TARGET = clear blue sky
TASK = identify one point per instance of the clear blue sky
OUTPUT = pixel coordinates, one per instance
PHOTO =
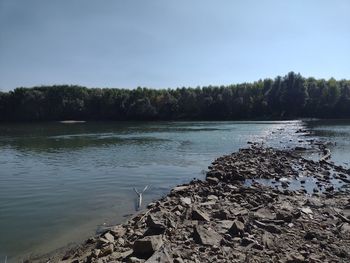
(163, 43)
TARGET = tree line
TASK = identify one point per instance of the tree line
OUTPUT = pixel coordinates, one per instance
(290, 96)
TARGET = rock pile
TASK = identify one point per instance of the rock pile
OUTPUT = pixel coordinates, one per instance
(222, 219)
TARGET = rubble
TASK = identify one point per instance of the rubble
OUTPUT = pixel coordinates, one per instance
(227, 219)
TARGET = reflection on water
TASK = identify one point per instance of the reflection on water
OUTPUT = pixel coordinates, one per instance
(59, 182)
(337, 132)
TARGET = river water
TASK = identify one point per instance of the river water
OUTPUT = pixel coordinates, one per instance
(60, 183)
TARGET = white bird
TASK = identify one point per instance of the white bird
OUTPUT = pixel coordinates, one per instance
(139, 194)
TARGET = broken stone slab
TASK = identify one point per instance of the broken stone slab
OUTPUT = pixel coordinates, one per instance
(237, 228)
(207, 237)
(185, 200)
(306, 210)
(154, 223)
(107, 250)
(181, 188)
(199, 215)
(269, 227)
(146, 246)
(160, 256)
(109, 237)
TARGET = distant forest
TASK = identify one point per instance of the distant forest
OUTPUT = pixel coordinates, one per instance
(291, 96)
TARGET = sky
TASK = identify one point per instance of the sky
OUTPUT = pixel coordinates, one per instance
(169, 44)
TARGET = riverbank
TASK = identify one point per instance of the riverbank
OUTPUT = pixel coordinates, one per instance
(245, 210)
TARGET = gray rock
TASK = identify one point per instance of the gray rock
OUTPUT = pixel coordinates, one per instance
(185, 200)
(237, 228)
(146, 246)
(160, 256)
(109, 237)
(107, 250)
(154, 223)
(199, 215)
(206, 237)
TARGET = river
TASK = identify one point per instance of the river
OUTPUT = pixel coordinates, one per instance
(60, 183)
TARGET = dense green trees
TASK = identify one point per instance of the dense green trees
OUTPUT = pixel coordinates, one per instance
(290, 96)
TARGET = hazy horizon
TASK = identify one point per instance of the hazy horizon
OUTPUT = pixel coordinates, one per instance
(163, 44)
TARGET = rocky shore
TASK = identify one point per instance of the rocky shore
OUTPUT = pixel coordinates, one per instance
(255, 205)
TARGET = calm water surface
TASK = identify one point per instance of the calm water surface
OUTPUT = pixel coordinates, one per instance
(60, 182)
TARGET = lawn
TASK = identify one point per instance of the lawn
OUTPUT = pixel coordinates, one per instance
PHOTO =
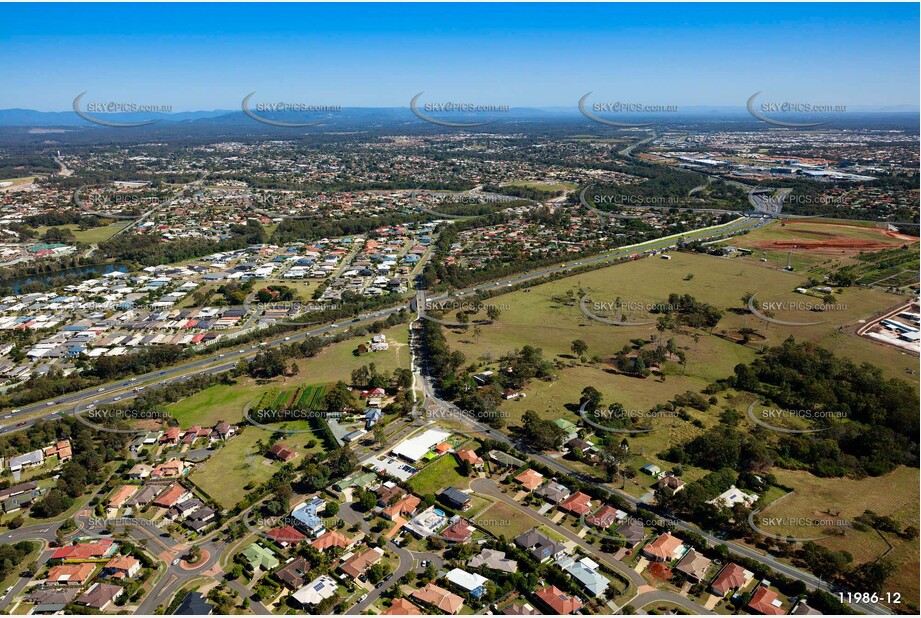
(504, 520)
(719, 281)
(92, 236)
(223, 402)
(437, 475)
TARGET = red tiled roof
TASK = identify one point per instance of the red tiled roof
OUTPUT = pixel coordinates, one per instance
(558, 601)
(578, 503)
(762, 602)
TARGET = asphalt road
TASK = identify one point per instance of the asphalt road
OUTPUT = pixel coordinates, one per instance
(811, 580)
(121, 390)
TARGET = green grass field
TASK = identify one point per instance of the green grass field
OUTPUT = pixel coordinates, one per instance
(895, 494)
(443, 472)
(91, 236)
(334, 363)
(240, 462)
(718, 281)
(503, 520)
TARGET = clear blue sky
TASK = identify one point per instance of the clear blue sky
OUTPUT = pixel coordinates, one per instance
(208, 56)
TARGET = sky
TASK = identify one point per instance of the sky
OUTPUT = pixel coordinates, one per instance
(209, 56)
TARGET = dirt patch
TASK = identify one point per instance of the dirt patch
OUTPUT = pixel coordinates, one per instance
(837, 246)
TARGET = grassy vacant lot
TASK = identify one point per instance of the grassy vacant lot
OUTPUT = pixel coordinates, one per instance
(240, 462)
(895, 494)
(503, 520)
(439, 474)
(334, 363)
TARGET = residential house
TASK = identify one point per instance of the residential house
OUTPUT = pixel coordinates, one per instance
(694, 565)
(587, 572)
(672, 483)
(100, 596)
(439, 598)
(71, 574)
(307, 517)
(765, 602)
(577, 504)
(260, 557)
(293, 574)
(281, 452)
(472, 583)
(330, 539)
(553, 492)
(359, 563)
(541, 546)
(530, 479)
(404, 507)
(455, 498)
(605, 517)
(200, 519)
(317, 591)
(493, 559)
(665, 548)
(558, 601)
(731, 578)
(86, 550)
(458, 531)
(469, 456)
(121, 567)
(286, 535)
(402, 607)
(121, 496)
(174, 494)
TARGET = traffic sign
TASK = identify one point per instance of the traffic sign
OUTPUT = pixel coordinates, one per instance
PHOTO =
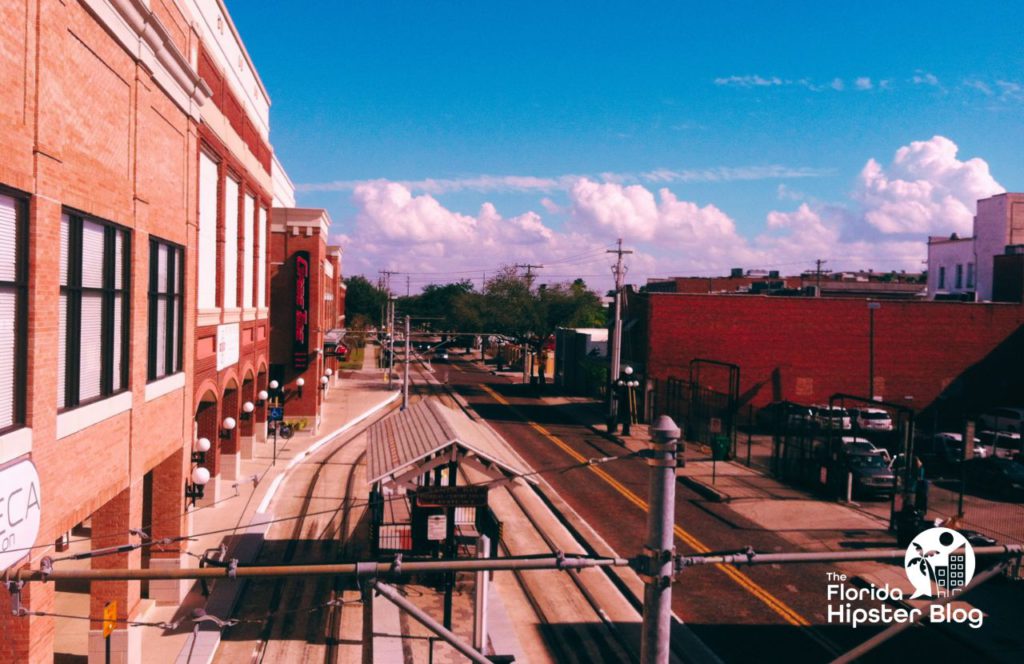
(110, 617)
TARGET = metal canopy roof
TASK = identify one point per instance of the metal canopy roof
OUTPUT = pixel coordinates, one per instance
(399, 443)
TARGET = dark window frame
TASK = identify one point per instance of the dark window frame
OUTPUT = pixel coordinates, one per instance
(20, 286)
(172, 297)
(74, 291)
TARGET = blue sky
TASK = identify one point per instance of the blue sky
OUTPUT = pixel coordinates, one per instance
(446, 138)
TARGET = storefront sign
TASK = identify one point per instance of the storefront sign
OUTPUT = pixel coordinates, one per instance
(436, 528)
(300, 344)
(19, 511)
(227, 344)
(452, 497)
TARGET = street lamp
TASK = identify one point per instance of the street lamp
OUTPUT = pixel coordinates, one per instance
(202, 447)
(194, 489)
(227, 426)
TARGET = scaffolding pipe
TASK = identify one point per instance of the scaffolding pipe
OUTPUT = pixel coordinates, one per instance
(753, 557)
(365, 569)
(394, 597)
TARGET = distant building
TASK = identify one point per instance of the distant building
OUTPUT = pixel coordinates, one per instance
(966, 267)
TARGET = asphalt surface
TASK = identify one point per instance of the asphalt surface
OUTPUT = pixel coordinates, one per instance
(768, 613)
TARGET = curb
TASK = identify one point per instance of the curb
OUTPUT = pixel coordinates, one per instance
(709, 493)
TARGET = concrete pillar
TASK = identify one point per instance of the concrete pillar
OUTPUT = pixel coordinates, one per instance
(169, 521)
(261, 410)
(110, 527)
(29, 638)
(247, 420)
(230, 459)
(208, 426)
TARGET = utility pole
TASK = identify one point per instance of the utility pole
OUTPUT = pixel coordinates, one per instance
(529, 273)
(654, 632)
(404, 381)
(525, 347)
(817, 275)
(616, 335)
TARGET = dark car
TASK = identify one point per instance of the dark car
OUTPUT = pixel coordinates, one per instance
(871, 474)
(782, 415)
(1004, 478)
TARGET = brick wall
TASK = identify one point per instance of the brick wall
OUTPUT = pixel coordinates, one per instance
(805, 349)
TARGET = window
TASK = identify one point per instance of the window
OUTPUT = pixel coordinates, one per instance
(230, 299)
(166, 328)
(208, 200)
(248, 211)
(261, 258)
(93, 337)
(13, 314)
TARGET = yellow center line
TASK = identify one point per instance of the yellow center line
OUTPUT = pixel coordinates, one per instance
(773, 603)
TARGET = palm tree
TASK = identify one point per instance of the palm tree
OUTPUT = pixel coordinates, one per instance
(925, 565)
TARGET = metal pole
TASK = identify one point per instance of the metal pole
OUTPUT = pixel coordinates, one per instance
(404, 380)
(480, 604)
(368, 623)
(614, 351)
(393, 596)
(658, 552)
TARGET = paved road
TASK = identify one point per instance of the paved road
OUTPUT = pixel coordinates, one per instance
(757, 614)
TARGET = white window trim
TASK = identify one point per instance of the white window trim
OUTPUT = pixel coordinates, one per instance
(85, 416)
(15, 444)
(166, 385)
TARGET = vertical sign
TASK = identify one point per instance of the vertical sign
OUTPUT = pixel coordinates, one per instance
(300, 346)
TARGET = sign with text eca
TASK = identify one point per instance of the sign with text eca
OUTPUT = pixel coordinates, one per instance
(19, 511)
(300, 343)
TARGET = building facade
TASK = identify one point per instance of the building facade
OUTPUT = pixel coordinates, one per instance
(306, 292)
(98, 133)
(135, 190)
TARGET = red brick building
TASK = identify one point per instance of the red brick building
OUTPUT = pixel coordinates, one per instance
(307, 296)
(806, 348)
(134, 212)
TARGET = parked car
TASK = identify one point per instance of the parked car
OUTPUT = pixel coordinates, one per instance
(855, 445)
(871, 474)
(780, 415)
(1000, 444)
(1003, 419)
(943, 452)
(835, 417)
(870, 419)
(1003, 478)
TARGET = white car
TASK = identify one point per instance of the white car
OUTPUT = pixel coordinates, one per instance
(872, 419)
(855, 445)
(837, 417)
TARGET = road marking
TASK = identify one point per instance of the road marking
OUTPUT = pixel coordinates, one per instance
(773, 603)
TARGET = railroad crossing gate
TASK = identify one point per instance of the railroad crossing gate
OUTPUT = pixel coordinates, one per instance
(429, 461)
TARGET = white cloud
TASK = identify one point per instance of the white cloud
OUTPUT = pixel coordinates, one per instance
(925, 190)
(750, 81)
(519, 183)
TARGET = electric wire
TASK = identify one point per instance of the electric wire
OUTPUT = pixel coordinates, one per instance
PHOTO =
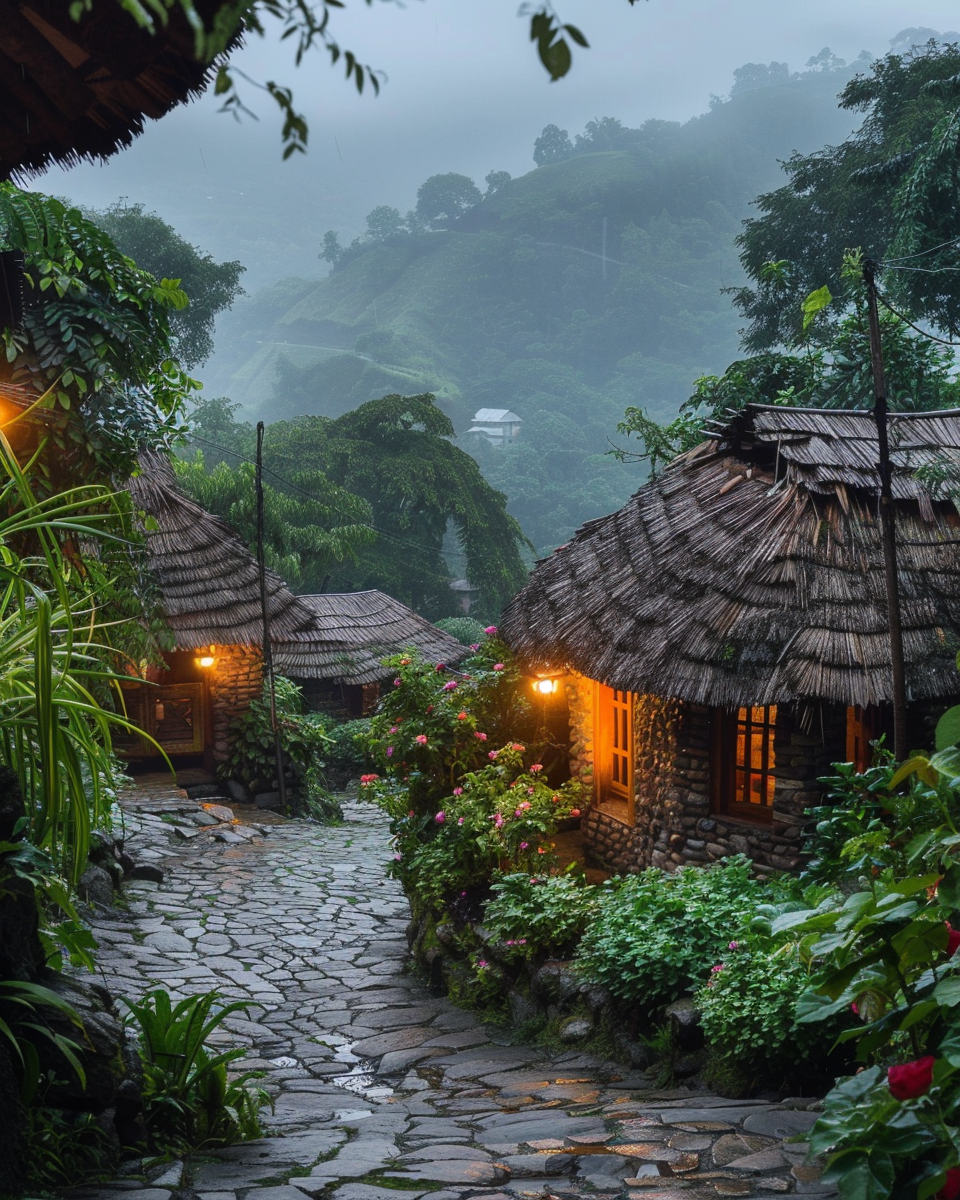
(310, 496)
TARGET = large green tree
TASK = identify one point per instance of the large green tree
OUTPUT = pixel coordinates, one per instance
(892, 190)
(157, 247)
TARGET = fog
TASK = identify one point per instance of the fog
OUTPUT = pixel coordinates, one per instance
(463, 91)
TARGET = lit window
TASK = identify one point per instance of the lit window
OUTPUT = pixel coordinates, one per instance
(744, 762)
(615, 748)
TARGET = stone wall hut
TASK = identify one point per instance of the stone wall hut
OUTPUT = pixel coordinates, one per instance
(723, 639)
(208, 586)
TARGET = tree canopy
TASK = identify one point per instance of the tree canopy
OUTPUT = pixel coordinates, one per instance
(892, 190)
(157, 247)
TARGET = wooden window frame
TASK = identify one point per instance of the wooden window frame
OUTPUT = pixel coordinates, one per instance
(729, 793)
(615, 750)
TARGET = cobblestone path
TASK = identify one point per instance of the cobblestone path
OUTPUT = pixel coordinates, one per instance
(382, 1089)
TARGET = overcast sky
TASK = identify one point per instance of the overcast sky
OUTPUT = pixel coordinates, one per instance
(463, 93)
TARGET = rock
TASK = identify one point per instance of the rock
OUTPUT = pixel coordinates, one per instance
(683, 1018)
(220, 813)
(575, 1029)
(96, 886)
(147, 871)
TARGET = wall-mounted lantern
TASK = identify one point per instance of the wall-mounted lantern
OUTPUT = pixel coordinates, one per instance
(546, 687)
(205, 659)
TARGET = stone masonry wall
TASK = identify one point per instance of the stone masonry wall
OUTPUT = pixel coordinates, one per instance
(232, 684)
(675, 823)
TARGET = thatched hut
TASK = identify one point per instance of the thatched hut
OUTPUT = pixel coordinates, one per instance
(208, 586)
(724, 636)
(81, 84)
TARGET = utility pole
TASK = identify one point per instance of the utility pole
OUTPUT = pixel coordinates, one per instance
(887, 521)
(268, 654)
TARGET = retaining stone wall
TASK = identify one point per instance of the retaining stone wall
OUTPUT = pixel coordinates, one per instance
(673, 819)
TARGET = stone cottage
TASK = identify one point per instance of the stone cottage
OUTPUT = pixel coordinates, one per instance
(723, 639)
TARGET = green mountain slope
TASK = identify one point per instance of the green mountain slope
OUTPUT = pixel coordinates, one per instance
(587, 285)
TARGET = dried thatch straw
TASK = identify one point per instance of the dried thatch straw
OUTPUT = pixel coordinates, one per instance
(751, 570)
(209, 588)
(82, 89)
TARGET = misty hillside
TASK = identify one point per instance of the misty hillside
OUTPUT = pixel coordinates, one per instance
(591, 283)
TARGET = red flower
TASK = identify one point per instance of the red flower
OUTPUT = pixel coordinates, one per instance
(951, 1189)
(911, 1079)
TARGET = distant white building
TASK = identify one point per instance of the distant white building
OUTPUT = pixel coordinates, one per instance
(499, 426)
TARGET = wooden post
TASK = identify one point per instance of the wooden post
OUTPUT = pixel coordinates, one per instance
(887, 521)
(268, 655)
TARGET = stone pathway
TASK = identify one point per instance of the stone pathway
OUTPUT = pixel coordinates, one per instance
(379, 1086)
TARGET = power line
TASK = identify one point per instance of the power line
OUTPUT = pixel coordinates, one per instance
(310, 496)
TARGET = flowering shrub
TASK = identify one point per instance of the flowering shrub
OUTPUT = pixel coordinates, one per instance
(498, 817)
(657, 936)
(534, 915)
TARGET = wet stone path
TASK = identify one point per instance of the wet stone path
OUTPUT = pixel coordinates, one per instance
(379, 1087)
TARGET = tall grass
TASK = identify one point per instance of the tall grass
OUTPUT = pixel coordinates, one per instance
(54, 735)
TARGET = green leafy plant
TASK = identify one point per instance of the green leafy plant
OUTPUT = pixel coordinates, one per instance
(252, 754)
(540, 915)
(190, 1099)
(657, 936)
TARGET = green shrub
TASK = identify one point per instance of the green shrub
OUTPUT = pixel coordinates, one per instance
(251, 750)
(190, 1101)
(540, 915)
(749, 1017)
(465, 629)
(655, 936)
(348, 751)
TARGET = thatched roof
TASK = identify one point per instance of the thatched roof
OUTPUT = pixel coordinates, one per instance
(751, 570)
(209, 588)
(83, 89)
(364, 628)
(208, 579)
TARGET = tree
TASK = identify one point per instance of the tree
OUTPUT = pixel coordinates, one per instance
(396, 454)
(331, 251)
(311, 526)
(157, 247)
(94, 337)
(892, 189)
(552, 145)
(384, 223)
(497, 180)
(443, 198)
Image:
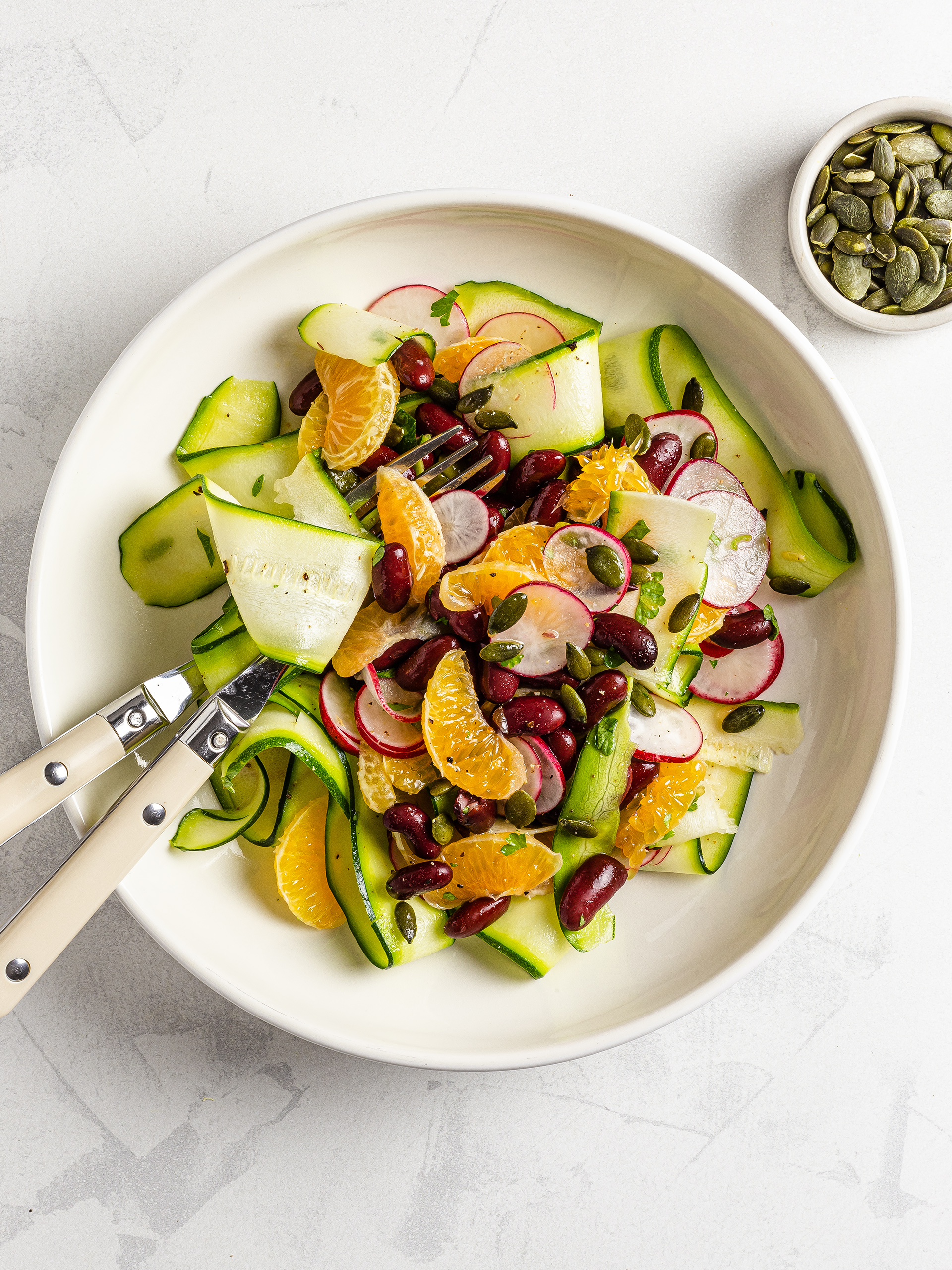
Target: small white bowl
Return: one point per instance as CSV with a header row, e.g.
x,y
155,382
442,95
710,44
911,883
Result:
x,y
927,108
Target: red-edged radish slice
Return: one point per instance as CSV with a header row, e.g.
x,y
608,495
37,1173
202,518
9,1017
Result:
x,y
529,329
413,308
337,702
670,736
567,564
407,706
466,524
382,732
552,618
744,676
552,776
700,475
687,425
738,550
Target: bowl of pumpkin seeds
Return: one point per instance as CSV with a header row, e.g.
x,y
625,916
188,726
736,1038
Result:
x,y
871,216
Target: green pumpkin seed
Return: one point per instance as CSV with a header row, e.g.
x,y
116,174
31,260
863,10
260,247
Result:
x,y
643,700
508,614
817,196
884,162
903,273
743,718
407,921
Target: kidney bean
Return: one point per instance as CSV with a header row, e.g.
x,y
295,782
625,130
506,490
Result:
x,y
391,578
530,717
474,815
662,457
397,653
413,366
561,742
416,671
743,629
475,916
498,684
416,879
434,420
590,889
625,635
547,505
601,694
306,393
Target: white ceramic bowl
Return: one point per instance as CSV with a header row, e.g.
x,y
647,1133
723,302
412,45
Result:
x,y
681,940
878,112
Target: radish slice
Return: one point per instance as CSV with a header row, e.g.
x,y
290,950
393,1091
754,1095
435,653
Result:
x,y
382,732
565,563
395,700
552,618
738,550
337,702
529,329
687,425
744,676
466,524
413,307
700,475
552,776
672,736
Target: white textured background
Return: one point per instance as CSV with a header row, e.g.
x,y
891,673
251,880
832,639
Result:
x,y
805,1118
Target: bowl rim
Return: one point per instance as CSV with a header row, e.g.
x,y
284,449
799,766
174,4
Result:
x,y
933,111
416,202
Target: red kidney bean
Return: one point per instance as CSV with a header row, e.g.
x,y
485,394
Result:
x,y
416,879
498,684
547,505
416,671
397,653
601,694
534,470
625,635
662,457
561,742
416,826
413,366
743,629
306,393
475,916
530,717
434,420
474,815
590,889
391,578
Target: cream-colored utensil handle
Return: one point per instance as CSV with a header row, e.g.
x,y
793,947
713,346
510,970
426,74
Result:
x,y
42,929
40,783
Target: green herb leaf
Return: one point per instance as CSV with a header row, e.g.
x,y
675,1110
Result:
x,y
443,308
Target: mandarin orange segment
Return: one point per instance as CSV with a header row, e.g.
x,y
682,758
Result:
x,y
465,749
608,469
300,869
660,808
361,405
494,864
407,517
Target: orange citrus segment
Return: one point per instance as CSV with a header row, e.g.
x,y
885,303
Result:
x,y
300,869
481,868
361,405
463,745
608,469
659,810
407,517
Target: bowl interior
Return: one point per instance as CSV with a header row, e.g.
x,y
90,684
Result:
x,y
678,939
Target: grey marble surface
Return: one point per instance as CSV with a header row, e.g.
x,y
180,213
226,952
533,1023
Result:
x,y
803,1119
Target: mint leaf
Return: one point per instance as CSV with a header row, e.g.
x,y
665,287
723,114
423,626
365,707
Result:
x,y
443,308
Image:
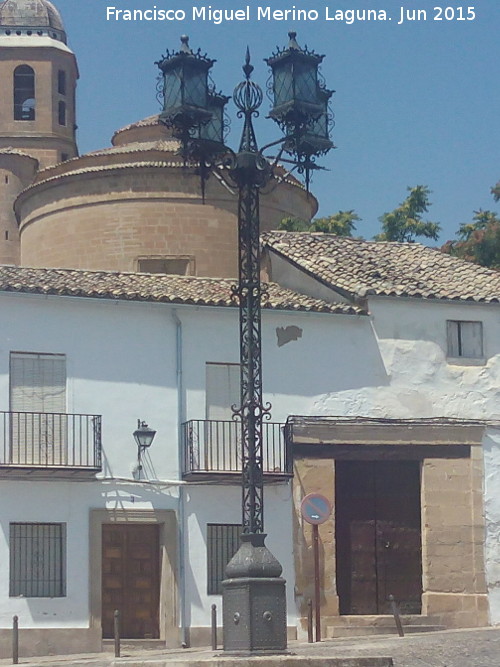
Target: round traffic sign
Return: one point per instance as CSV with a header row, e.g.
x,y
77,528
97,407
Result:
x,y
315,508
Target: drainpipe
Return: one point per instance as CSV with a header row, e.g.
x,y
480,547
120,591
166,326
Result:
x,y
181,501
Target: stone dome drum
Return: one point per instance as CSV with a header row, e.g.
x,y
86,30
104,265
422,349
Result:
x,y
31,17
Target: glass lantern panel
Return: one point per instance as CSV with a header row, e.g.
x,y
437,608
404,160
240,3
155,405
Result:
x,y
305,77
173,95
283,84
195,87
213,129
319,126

- **Set task**
With pictures left out, repeat exactly the lines from the line bearing "Target: orange citrus segment" through the final line of the records above.

- **Output of the exercise**
Target: orange citrus segment
Return: one point per instance as CSV with a header row, e.g.
x,y
885,303
Result:
x,y
300,869
481,868
361,405
463,745
608,469
659,810
407,517
Target: bowl interior
Return: one point per instance as CSV with a header row, e.g.
x,y
90,684
Result:
x,y
678,939
Target: grey marble surface
Return: one point per instance as CSV with a header row, e.g.
x,y
180,213
226,952
533,1023
Result:
x,y
803,1119
Target: mint leaf
Return: one point per instance as CSV with a header row, e.g.
x,y
665,287
723,114
423,626
365,707
Result:
x,y
443,308
Image:
Target: round traffic sign
Return: one point per instance as CSV with a header row, e.g.
x,y
77,528
97,407
Result:
x,y
315,508
Target: drainpipe
Return: one point per instance as CSV with a header row, e.g.
x,y
480,547
120,591
166,326
Result:
x,y
181,501
Target: stone dome drum
Return: one point per instance as CSV with a header row, e.g.
x,y
86,30
104,265
422,349
Result:
x,y
31,17
Target: glass lantern panel
Return: one point per instance as CSV with a header row, e.g.
x,y
437,608
404,160
240,3
155,405
Result:
x,y
305,77
173,95
283,84
195,87
213,129
319,126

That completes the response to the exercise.